* [Задание 1]: Извлеките из фрагмента беседы о рейтингах власти всё, начиная с «Екатерина Шульман: Когда» и вниз до «сейчас пытаюсь описать.».
* [Задание 2]: Пожалуйста, назовите по фрагменту беседы о рейтингах власти двух политических деятелей, чей рейтинг снизился вслед за президентским.

* [Фрагмент текста]:
_ _ _ _ _ _ _

Снизились у нас все. Что касается президентского рейтинга, он не только снизился сам по себе, но и утянул за собой рейтинг двух других политических деятелей, которые всегда шли с президентом в связке на почтительном расстоянии за ним. Это министр иностранных дел и министр обороны. Вот была у нас такая констелляция трёх самых популярных публичных фигур. Понятно, что они втроём воплощают внешнеполитические успехи Российской Федерации. Вот, все трое они пошли вниз.

Одобрение деятельности правительства: было на низком уровне —снижается последовательно после президентских выборов. Даже ещё до объявления о повышении пенсионного возраста. Вообще, теперь уже постфактум мы можем понять, что, как ни странно это покажется, были какие-то ожидания от президентских выборов со стороны граждан. И когда эти ожидания не были отражены в реальности (то есть когда правительство осталось прежним) это было воспринято с неадекватным раздражением.

Майкл Наки: Ожидания у людей были от президента?

Екатерина Шульман: У людей были ожидания какой-то новизны после президентских выборов. Это тот момент, когда рациональное мышление нам идёт во вред, потому что трудно представить, с чем могли быть связаны такие ожидания. Что называется, «с чего вдруг»?

Майкл Наки: Особенно президент-то не новый вроде как. В смысле новый формально, конечно.

Екатерина Шульман: Вот да. Тем не менее, ещё раз повторю: только постфактум мы начинаем понимать, что ожидания были. И когда правительство осталось прежним, — это было воспринято людьми чрезвычайно плохо. Хотя, казалось бы, где я и где Пушкин. Где люди — и где председатель правительства? Какая им разница, кто вице-премьер, кто министр, и вообще, насколько они следят за этим? Оказывается, следят. Оказывается, было некоторое накручивание общественного мнения, что сейчас у нас после выборов что-то такое начнётся. Причём теперь мы можем понять, какого рода были эти ожидания. Они были связаны с тем, что по официальной медиа-картинке Россия достигла выдающихся успехов во внешней политике — победила всех врагов. И теперь, считают граждане, самое время вернуться домой и заняться домашними делами.

Майкл Наки: Логично. Поддерживаю.

Екатерина Шульман: Когда это таким образом формулируешь, выясняется, что это довольно логично. Это мы с вами смотрим и не ждём ничего хорошего и понимаем, что внешнеполитическая повестка никуда от нас не денется, несмотря на то, что граждане не так счастливы бесконечно об этом слышать, как может показаться. Но само это пропагандистское воспевание наших выдающихся успехов в некотором роде повредило рейтингу коллективной власти тем, что мы настолько всех победили. Мы всех победили — а теперь пенсии отменяют. Тут происходит некоторый разрыв в той логике, которую я сейчас пытаюсь описать.

_ _ _ _ _ _ _

* [Предоставленные записи]:
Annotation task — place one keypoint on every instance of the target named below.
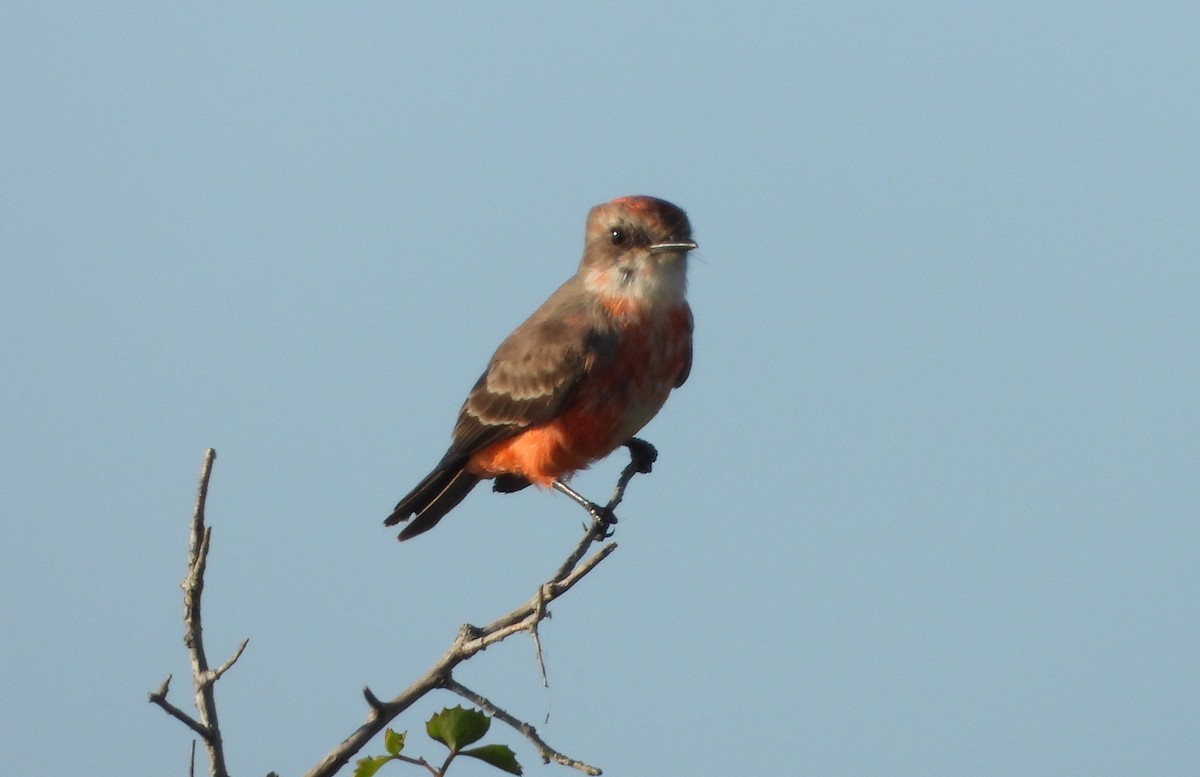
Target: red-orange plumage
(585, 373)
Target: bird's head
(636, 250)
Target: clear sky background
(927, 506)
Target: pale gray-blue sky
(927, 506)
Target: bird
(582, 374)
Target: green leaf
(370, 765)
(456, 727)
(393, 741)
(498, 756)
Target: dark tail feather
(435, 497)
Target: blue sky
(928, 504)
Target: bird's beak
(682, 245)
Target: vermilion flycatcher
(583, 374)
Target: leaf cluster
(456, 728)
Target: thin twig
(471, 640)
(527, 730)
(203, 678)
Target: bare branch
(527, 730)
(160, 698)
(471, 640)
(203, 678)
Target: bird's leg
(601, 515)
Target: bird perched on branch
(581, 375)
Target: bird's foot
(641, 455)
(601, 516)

_ _ _ _ _ _ _

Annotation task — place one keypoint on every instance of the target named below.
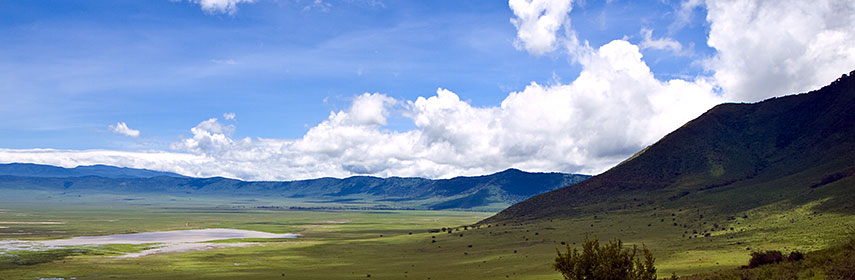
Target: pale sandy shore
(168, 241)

_ _ _ _ _ _ _

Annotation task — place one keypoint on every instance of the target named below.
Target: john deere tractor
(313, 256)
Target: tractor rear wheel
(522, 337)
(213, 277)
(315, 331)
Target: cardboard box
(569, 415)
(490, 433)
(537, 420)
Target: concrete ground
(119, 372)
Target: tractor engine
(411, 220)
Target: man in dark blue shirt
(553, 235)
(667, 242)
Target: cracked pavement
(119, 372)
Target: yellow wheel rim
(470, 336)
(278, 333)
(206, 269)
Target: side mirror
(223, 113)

_ _ _ _ _ _ _

* [Результат 1]:
Екатерина Шульман: Когда это таким образом формулируешь, выясняется, что это довольно логично. Это мы с вами смотрим и не ждём ничего хорошего и понимаем, что внешнеполитическая повестка никуда от нас не денется, несмотря на то, что граждане не так счастливы бесконечно об этом слышать, как может показаться. Но само это пропагандистское воспевание наших выдающихся успехов в некотором роде повредило рейтингу коллективной власти тем, что мы настолько всех победили. Мы всех победили — а теперь пенсии отменяют. Тут происходит некоторый разрыв в той логике, которую я сейчас пытаюсь описать.

* [Результат 2]: Министр иностранных дел и министр обороны.